◆ YOUR INSTRUCTIONS ◆
Set down the records below in full, exactly as they read.

Stored records:
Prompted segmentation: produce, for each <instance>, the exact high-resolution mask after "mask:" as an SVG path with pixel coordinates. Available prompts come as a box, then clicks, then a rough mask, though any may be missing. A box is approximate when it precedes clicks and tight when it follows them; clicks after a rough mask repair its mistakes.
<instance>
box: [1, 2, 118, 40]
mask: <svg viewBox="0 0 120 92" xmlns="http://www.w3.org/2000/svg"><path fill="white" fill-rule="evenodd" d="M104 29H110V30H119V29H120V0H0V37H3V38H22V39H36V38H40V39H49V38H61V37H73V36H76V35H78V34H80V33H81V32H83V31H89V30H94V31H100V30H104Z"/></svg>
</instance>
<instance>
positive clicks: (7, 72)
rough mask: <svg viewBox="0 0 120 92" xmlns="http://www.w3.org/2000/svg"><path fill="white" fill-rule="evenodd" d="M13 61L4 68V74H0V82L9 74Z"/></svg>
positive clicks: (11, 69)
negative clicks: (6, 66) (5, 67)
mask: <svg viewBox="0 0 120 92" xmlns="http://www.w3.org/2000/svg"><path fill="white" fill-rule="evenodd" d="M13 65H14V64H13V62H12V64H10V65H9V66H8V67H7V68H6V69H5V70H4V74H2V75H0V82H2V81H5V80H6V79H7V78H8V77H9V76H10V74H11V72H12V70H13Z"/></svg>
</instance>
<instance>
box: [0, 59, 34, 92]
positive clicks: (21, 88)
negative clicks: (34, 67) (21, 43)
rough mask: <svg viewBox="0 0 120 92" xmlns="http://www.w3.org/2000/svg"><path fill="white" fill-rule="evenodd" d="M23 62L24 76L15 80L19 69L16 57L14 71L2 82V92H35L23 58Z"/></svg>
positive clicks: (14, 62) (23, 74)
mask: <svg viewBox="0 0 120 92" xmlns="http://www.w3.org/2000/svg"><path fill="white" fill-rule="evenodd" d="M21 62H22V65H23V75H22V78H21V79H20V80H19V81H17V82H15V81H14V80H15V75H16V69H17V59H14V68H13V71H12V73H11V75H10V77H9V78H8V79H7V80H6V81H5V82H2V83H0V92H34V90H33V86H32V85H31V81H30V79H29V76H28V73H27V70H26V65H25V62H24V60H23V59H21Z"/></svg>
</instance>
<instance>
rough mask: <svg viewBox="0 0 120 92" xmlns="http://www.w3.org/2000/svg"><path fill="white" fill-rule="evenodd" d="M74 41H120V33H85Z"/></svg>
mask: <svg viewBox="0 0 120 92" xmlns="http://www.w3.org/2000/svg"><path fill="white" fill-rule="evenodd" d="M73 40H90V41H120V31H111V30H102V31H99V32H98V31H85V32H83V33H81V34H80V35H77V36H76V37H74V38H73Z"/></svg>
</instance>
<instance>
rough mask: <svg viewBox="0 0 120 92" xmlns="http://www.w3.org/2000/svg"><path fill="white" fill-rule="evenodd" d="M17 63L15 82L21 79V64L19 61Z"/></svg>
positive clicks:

◆ RESPONSE AREA ◆
Prompted segmentation: produce, for each <instance>, the exact high-resolution mask after "mask:" as an SVG path with pixel coordinates. Available prompts come as a box, then clicks, then a rough mask, though any may be missing. A box is approximate when it precedes clicks and tight when it follows them; clicks after a rough mask repair its mistakes.
<instance>
box: [1, 2, 118, 40]
mask: <svg viewBox="0 0 120 92" xmlns="http://www.w3.org/2000/svg"><path fill="white" fill-rule="evenodd" d="M104 29H110V30H119V29H120V0H0V37H3V38H22V39H36V38H40V39H49V38H61V37H73V36H76V35H78V34H80V33H81V32H83V31H89V30H94V31H100V30H104Z"/></svg>
</instance>
<instance>
positive clicks: (7, 72)
rough mask: <svg viewBox="0 0 120 92" xmlns="http://www.w3.org/2000/svg"><path fill="white" fill-rule="evenodd" d="M13 61L4 68V74H0V82L9 74Z"/></svg>
positive clicks: (11, 69)
negative clicks: (6, 66) (5, 67)
mask: <svg viewBox="0 0 120 92" xmlns="http://www.w3.org/2000/svg"><path fill="white" fill-rule="evenodd" d="M13 65H14V64H13V62H12V64H10V65H9V66H8V67H7V68H6V69H5V70H4V74H2V75H0V82H2V81H5V80H6V79H7V78H8V77H9V76H10V74H11V72H12V70H13Z"/></svg>
</instance>
<instance>
box: [0, 59, 34, 92]
positive clicks: (21, 88)
negative clicks: (34, 67) (21, 43)
rough mask: <svg viewBox="0 0 120 92" xmlns="http://www.w3.org/2000/svg"><path fill="white" fill-rule="evenodd" d="M23 62L24 76L15 80L19 69L16 57L14 71L2 82V92H35L23 58Z"/></svg>
positive clicks: (14, 62) (23, 74)
mask: <svg viewBox="0 0 120 92" xmlns="http://www.w3.org/2000/svg"><path fill="white" fill-rule="evenodd" d="M21 62H22V65H23V75H22V78H21V79H20V80H19V81H17V82H15V81H14V80H15V75H16V69H17V59H14V68H13V71H12V73H11V75H10V77H9V78H8V79H7V80H6V81H5V82H2V83H0V92H34V90H33V86H32V85H31V81H30V79H29V76H28V73H27V70H26V65H25V62H24V60H23V59H21Z"/></svg>
</instance>
<instance>
rough mask: <svg viewBox="0 0 120 92" xmlns="http://www.w3.org/2000/svg"><path fill="white" fill-rule="evenodd" d="M74 41H120V33H85Z"/></svg>
mask: <svg viewBox="0 0 120 92" xmlns="http://www.w3.org/2000/svg"><path fill="white" fill-rule="evenodd" d="M73 40H90V41H120V31H111V30H102V31H99V32H98V31H85V32H83V33H81V34H80V35H77V36H76V37H74V38H73Z"/></svg>
</instance>
<instance>
rough mask: <svg viewBox="0 0 120 92" xmlns="http://www.w3.org/2000/svg"><path fill="white" fill-rule="evenodd" d="M17 63L15 82L21 79V64L19 61Z"/></svg>
positive clicks:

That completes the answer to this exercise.